• Directive A: For the press release on cloud predictions below, decide whether each statement agrees with it, and answer yes or no, quoting the words that decide it: (i) Box is blocked 35 percent of the time. (ii) Rapidgator is described as a low-risk service. (iii) Rajiv Gupta is founder and CEO at Skyhigh Networks.
• Directive B: Translate this sentence from the press release on cloud predictions below into Spanish: "Lack of visibility into cloud service use and risk seems to be the crux of the problem."

+++ Passage to read +++

05:20:06 - 20 December 2013

CUPERTINO, Calif.--(BUSINESS WIRE)--Skyhigh Networks, the cloud visibility and enablement company, predicts that 2014 will be a pivotal year for cloud computing. The days of cloud naysayers are over, but as cloud computing evolves into a mainstream technology, plenty of obstacles are left to clear before the cloud reaches its true potential – it is the beginning of a real security transformation.

“This problem isn’t necessarily IT’s fault. There were no unified cloud security tools and no consistent policies in place to manage the security, compliance, governance, and legal risks of cloud services”

Many of Skyhigh’s predictions are based on the Cloud Adoption and Risk Report, which found that most organizations are flying blind as they embrace cloud services. In the report, Skyhigh data scientists analyzed data from more than 3 Million users from more than 100 organizations who accessed thousands of cloud services.

The report found that when it comes to cloud services, IT tends to block what it knows (such as Facebook and ESPN.com), rather than blocking those services that present the greatest risks. This practice is most troubling with file-sharing sites. For instance, Box, the lowest-risk file sharing service, is blocked 35 percent of the time, but Rapidgator, a high-risk service, is blocked only 1 percent of the time.

(Are you still blocking Box? This video will show you how to extend on-premise DLP policies to Box.)

2014 Cloud Prediction 1: IT gains visibility to start blocking cloud services on risks, not familiarity

“This problem isn’t necessarily IT’s fault. There were no unified cloud security tools and no consistent policies in place to manage the security, compliance, governance, and legal risks of cloud services,” said Rajiv Gupta, founder and CEO at Skyhigh Networks. “Our cloud usage analytics suggest that enterprises are taking action on the popular cloud services they know of and not on the cloud services that they don't know of and that pose the greatest risk to their organization. Lack of visibility into cloud service use and risk seems to be the crux of the problem.”

Skyhigh forecasts that these behaviors will stare to shift in 2014. IT must start vetting services based on risk, rather than familiarity. If IT doesn’t get ahead of this trend, it will be forced to. High-profile breaches will force IT’s hand, if IT doesn’t adjust ahead of time.

2014 Cloud Prediction 2: Social, Mobile, Analytics and Cloud on collision course – which IT must manage

Skyhigh also expects that a major trend of 2013, the convergence of Social, Mobile, Analytics and Cloud, or SMAC, will pick up even more steam in 2014. This will be a boon for IT.

“Not that long ago, the IT world fretted about whether or not IT was becoming irrelevant in this service-driven world. Now, with social, mobile, analytics, and cloud trends all converging in chaotic ways and the number of service providers increasing at dizzying rates, IT will start to see themselves less as operators and providers of all IT infrastructure, applications, and devices and will start to see themselves more as the strategic enabler of services,” Gupta said.

+++ Given records +++

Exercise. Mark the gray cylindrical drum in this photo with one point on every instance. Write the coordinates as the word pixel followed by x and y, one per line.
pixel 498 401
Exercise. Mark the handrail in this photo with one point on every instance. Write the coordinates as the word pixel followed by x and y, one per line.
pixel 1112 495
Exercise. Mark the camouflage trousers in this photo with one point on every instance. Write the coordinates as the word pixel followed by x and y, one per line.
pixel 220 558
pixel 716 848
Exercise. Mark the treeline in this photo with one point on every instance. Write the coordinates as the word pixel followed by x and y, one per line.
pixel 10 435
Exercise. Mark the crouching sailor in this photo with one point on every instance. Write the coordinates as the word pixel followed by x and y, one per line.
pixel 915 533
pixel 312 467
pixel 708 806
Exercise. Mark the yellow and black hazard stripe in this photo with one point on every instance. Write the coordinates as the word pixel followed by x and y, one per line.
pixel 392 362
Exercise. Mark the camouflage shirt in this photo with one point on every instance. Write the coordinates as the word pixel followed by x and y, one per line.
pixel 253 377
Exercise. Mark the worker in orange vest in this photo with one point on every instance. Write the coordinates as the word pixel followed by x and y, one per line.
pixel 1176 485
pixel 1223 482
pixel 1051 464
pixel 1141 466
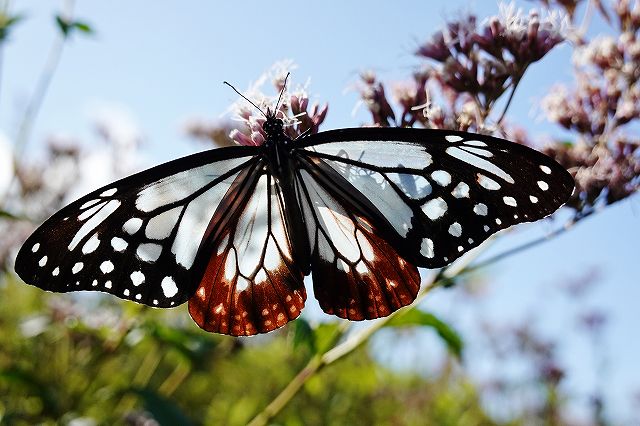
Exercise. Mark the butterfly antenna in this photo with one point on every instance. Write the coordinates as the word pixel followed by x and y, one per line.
pixel 245 98
pixel 284 86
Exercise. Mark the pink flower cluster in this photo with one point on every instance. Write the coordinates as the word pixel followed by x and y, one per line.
pixel 600 109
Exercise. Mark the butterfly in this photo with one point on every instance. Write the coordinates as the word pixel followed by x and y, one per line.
pixel 235 230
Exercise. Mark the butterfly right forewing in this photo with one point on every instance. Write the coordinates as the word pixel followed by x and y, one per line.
pixel 441 193
pixel 138 237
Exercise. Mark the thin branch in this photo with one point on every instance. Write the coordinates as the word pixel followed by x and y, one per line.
pixel 42 86
pixel 522 247
pixel 514 85
pixel 354 341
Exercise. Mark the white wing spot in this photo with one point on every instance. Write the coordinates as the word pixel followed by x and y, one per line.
pixel 510 201
pixel 480 209
pixel 137 278
pixel 441 177
pixel 478 151
pixel 106 267
pixel 118 244
pixel 479 162
pixel 487 182
pixel 169 287
pixel 92 223
pixel 453 138
pixel 242 284
pixel 149 252
pixel 426 248
pixel 230 265
pixel 159 227
pixel 109 192
pixel 461 190
pixel 435 208
pixel 455 229
pixel 85 214
pixel 91 245
pixel 475 143
pixel 132 225
pixel 365 246
pixel 89 203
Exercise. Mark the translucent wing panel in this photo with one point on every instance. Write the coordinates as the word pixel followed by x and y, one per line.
pixel 251 284
pixel 464 188
pixel 356 273
pixel 136 238
pixel 414 155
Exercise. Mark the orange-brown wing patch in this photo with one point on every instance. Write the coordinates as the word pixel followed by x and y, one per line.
pixel 251 284
pixel 356 274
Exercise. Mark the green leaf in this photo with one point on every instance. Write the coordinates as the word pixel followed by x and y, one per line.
pixel 415 317
pixel 6 22
pixel 67 27
pixel 303 335
pixel 165 411
pixel 325 336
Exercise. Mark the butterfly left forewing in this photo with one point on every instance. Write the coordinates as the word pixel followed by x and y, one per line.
pixel 138 237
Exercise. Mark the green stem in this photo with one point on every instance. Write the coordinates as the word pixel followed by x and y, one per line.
pixel 318 362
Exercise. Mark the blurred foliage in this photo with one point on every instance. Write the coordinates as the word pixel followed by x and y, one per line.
pixel 64 358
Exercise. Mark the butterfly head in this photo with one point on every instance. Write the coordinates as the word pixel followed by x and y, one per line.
pixel 273 126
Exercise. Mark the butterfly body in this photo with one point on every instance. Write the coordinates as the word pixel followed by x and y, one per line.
pixel 235 230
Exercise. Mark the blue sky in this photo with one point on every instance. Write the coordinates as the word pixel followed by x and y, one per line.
pixel 165 63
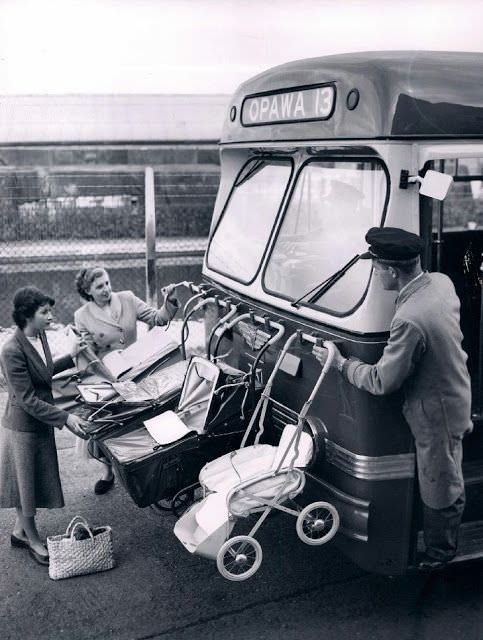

+++

• Worked answer A:
(i) Yes: "Box, the lowest-risk file sharing service, is blocked 35 percent of the time"
(ii) No: "Rapidgator, a high-risk service, is blocked only 1 percent of the time"
(iii) Yes: "said Rajiv Gupta, founder and CEO at Skyhigh Networks"

• Worked answer B: La falta de visibilidad sobre el uso y el riesgo de los servicios en la nube parece ser el meollo del problema.